- [What you are asked to do]: Lines from the one containing "Pick out the sheep, placing" through the end of the data are to be returned exactly, and no others.

- [Object position labeling entries]:
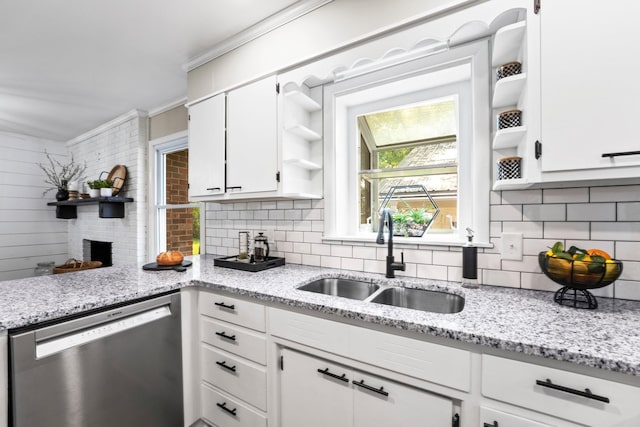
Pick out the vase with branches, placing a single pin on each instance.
(59, 175)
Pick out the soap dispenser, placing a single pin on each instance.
(469, 262)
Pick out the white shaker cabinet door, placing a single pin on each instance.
(252, 143)
(590, 89)
(311, 398)
(379, 402)
(206, 147)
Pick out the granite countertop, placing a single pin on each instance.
(517, 320)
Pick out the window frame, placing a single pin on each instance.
(475, 156)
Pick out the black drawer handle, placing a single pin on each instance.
(224, 365)
(621, 153)
(225, 336)
(223, 406)
(223, 305)
(368, 387)
(326, 372)
(586, 393)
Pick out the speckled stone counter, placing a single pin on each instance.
(517, 320)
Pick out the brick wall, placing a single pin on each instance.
(601, 217)
(120, 142)
(179, 221)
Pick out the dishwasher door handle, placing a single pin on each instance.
(47, 347)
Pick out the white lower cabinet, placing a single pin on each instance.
(318, 392)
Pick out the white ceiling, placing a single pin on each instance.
(68, 66)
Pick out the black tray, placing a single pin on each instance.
(153, 266)
(232, 262)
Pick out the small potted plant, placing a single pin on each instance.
(59, 175)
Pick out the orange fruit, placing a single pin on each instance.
(599, 252)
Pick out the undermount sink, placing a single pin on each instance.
(420, 299)
(346, 288)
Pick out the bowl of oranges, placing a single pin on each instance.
(579, 268)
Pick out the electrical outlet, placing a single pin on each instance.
(512, 246)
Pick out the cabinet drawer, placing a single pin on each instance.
(234, 339)
(227, 412)
(432, 362)
(516, 383)
(232, 310)
(236, 376)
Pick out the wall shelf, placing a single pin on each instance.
(509, 137)
(108, 207)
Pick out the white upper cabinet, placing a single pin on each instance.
(252, 138)
(206, 147)
(590, 91)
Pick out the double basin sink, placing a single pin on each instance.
(417, 299)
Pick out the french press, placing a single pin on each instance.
(260, 247)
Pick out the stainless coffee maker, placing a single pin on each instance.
(260, 247)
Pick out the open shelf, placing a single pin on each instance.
(508, 90)
(108, 207)
(507, 43)
(303, 100)
(304, 132)
(304, 164)
(509, 137)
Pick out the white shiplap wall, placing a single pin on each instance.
(29, 230)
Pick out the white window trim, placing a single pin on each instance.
(157, 230)
(339, 127)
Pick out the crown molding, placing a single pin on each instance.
(277, 20)
(133, 114)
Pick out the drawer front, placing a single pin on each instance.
(228, 412)
(236, 376)
(432, 362)
(233, 310)
(324, 334)
(515, 382)
(435, 363)
(234, 339)
(492, 418)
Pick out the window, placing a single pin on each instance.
(177, 222)
(423, 123)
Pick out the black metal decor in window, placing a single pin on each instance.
(413, 209)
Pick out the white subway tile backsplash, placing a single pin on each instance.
(565, 195)
(591, 212)
(553, 212)
(628, 211)
(521, 197)
(622, 193)
(566, 230)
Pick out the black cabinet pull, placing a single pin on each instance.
(621, 153)
(586, 393)
(368, 387)
(224, 365)
(326, 372)
(223, 406)
(225, 336)
(223, 305)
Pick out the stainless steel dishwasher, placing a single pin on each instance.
(121, 366)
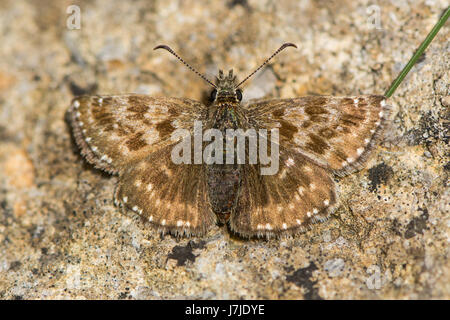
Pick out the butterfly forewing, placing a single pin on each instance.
(112, 131)
(172, 197)
(337, 133)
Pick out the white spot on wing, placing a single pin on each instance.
(290, 162)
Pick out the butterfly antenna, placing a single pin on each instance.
(284, 46)
(163, 46)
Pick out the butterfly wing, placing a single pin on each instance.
(337, 133)
(172, 197)
(130, 135)
(299, 194)
(114, 130)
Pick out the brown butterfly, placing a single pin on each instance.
(319, 136)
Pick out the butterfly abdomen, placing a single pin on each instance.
(224, 179)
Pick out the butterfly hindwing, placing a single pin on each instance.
(299, 194)
(337, 133)
(114, 130)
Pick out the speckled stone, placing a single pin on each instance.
(62, 238)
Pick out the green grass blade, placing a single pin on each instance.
(418, 53)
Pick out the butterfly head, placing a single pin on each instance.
(226, 87)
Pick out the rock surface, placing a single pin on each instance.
(61, 236)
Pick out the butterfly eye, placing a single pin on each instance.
(213, 95)
(239, 94)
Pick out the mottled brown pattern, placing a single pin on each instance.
(316, 109)
(130, 136)
(136, 142)
(317, 144)
(287, 129)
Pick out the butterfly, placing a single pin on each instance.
(319, 137)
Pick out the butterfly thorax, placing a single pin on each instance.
(224, 179)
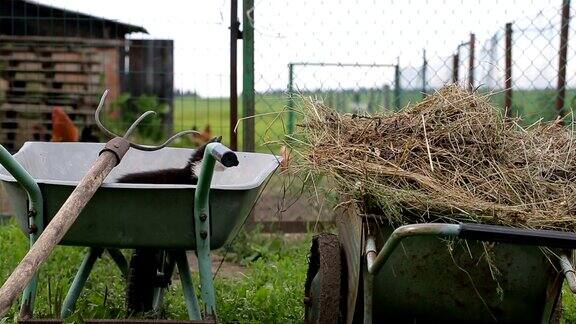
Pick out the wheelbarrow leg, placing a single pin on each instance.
(79, 281)
(167, 268)
(187, 285)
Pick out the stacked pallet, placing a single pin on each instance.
(38, 74)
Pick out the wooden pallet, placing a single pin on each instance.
(40, 73)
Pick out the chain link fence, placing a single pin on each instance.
(366, 57)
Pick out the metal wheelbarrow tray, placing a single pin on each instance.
(123, 215)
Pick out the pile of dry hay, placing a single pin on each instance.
(450, 157)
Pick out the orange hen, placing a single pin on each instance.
(203, 137)
(63, 129)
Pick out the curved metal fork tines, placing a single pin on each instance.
(133, 127)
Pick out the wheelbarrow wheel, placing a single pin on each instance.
(141, 281)
(322, 290)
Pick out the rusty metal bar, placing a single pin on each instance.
(471, 62)
(143, 321)
(455, 65)
(424, 68)
(234, 36)
(508, 71)
(561, 86)
(342, 64)
(568, 271)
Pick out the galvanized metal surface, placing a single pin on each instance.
(350, 235)
(137, 215)
(430, 278)
(35, 220)
(401, 233)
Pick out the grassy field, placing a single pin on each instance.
(270, 290)
(271, 114)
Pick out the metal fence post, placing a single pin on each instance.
(291, 117)
(561, 87)
(508, 71)
(397, 90)
(424, 67)
(248, 102)
(471, 63)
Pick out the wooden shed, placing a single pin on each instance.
(52, 57)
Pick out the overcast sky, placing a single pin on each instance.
(339, 31)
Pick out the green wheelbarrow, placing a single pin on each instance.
(437, 273)
(161, 222)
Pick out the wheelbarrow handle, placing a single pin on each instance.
(223, 154)
(469, 231)
(504, 234)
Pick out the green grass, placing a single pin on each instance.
(271, 289)
(195, 112)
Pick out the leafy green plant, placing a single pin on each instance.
(127, 109)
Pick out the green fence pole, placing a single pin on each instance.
(35, 220)
(291, 117)
(397, 102)
(248, 102)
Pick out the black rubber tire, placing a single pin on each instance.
(323, 297)
(141, 280)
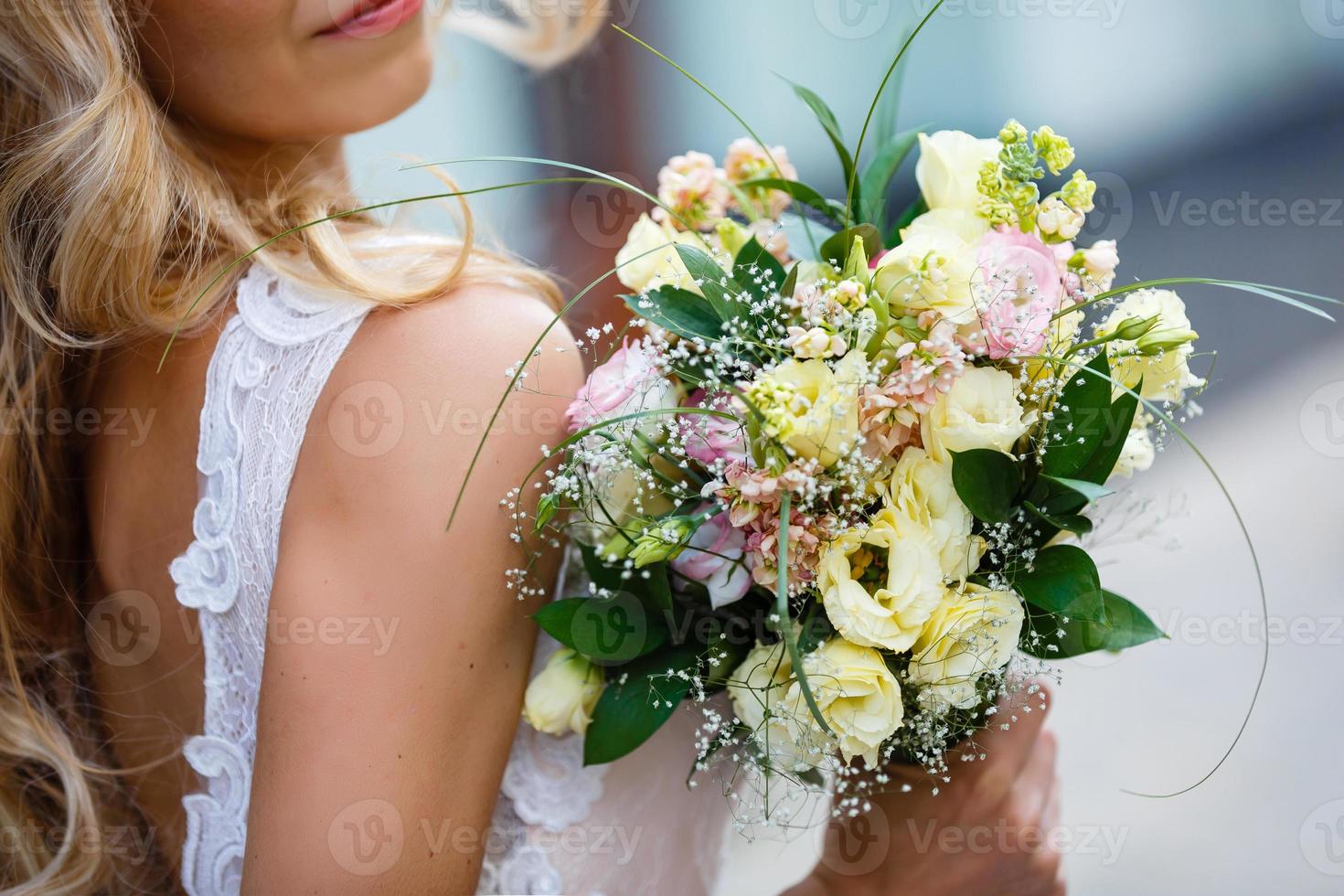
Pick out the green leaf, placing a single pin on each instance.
(880, 171)
(1064, 521)
(987, 483)
(1049, 635)
(791, 283)
(606, 630)
(912, 209)
(829, 123)
(660, 590)
(720, 289)
(837, 249)
(806, 195)
(1120, 420)
(1081, 420)
(636, 703)
(677, 311)
(1063, 581)
(758, 271)
(600, 572)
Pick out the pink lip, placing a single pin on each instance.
(374, 19)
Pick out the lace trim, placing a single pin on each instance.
(285, 341)
(546, 787)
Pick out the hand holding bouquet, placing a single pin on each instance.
(844, 470)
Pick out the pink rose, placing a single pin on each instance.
(628, 382)
(1023, 289)
(714, 558)
(711, 438)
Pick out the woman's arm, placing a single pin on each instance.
(986, 832)
(395, 657)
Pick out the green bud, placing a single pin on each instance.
(1054, 148)
(663, 540)
(1012, 133)
(1080, 192)
(732, 237)
(1136, 328)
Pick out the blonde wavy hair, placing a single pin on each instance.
(112, 222)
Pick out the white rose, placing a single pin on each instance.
(932, 271)
(980, 411)
(562, 698)
(966, 225)
(949, 168)
(1167, 374)
(1138, 450)
(971, 633)
(641, 265)
(923, 488)
(857, 695)
(883, 606)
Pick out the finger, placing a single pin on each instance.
(1034, 789)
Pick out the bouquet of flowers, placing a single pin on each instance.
(843, 468)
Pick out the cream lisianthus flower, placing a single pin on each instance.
(880, 583)
(1138, 450)
(932, 271)
(858, 696)
(949, 168)
(965, 223)
(923, 489)
(980, 411)
(972, 632)
(812, 409)
(1164, 363)
(641, 265)
(758, 683)
(562, 698)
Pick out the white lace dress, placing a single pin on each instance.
(628, 827)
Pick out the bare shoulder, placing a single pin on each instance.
(400, 692)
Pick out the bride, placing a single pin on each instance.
(279, 492)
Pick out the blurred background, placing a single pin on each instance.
(1214, 129)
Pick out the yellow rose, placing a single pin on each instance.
(1166, 374)
(812, 409)
(972, 632)
(901, 572)
(641, 265)
(562, 698)
(923, 489)
(932, 271)
(964, 223)
(949, 168)
(980, 411)
(857, 695)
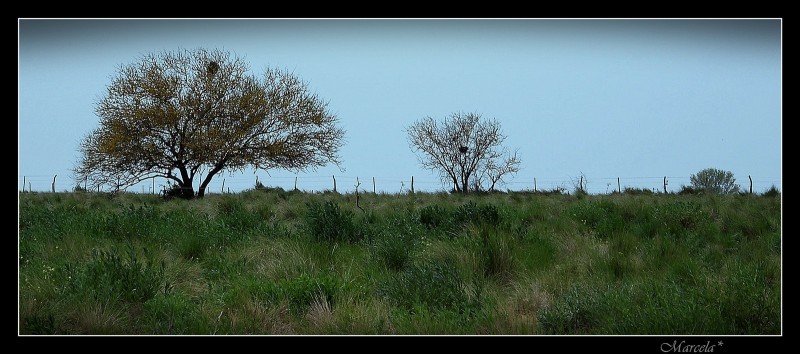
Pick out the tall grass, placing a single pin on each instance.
(267, 261)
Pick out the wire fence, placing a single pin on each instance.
(399, 184)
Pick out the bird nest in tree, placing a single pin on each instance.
(212, 67)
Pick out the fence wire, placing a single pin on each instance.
(399, 184)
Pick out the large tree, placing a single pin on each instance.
(182, 114)
(465, 149)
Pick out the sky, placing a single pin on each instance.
(600, 99)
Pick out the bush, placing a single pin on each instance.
(433, 284)
(637, 191)
(121, 275)
(176, 191)
(475, 214)
(394, 250)
(496, 254)
(327, 222)
(715, 181)
(433, 216)
(772, 192)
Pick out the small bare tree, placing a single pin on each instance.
(465, 149)
(715, 181)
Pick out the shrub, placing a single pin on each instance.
(433, 216)
(715, 181)
(772, 192)
(327, 222)
(433, 284)
(121, 275)
(475, 214)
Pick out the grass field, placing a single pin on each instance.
(268, 261)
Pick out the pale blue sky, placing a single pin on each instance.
(635, 99)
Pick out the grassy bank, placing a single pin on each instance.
(278, 262)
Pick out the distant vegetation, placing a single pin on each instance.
(269, 261)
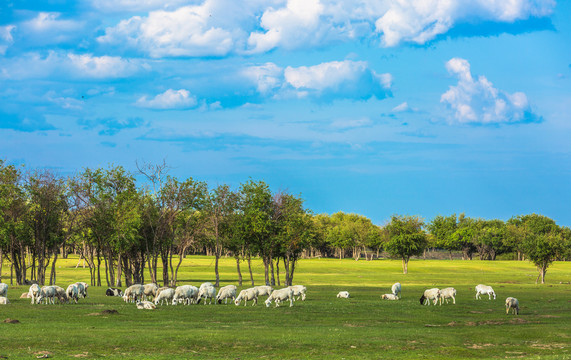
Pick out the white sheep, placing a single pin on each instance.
(512, 303)
(280, 295)
(3, 289)
(389, 297)
(34, 293)
(147, 305)
(299, 291)
(483, 290)
(396, 288)
(225, 293)
(448, 293)
(430, 294)
(164, 294)
(246, 295)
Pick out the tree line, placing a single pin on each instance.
(129, 232)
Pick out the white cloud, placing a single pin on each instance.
(68, 65)
(478, 101)
(420, 21)
(170, 99)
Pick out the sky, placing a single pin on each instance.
(411, 107)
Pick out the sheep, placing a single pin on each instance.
(280, 295)
(72, 292)
(133, 293)
(512, 303)
(113, 292)
(246, 295)
(264, 290)
(3, 289)
(226, 292)
(166, 294)
(448, 293)
(206, 291)
(34, 293)
(483, 290)
(147, 305)
(395, 289)
(299, 291)
(184, 294)
(150, 290)
(389, 297)
(430, 294)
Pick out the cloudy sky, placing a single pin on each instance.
(419, 107)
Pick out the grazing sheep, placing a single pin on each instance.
(280, 295)
(113, 292)
(483, 290)
(34, 293)
(512, 303)
(389, 297)
(164, 294)
(395, 289)
(264, 290)
(430, 294)
(246, 295)
(3, 289)
(206, 291)
(448, 293)
(225, 293)
(299, 291)
(147, 305)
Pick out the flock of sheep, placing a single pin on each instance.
(438, 295)
(150, 295)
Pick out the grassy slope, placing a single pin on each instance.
(322, 326)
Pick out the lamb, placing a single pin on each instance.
(299, 291)
(246, 295)
(113, 292)
(206, 291)
(448, 293)
(483, 290)
(389, 297)
(34, 293)
(395, 289)
(133, 293)
(280, 295)
(3, 289)
(226, 292)
(512, 303)
(166, 295)
(145, 305)
(430, 294)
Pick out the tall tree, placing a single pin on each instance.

- [Output of the task]:
Pick out the sheep, placing a single pin on each instance.
(280, 295)
(72, 292)
(133, 293)
(512, 303)
(113, 292)
(246, 295)
(264, 290)
(3, 289)
(226, 292)
(166, 294)
(448, 293)
(206, 291)
(34, 293)
(483, 290)
(147, 305)
(395, 289)
(299, 291)
(184, 294)
(150, 290)
(389, 297)
(430, 294)
Pick out the cloudy sky, placing a single pin on each instance.
(419, 107)
Pick out the grazing sheep, placing a single pin on each instance.
(280, 295)
(113, 292)
(483, 290)
(34, 293)
(512, 303)
(389, 297)
(164, 294)
(395, 289)
(264, 290)
(430, 294)
(246, 295)
(3, 289)
(206, 291)
(448, 293)
(225, 293)
(299, 291)
(147, 305)
Pick out the flock of sheep, placing a single pin on each instance.
(438, 295)
(150, 295)
Pick out the grassy slope, placing a single pin on each instance.
(322, 326)
Pick out the lamb, placing a single pin on each instance.
(299, 291)
(246, 295)
(113, 292)
(206, 291)
(448, 293)
(483, 290)
(389, 297)
(34, 293)
(395, 289)
(133, 293)
(280, 295)
(3, 289)
(226, 292)
(512, 303)
(166, 295)
(145, 305)
(430, 294)
Pick out the tall tree, placing a single pin on each instance.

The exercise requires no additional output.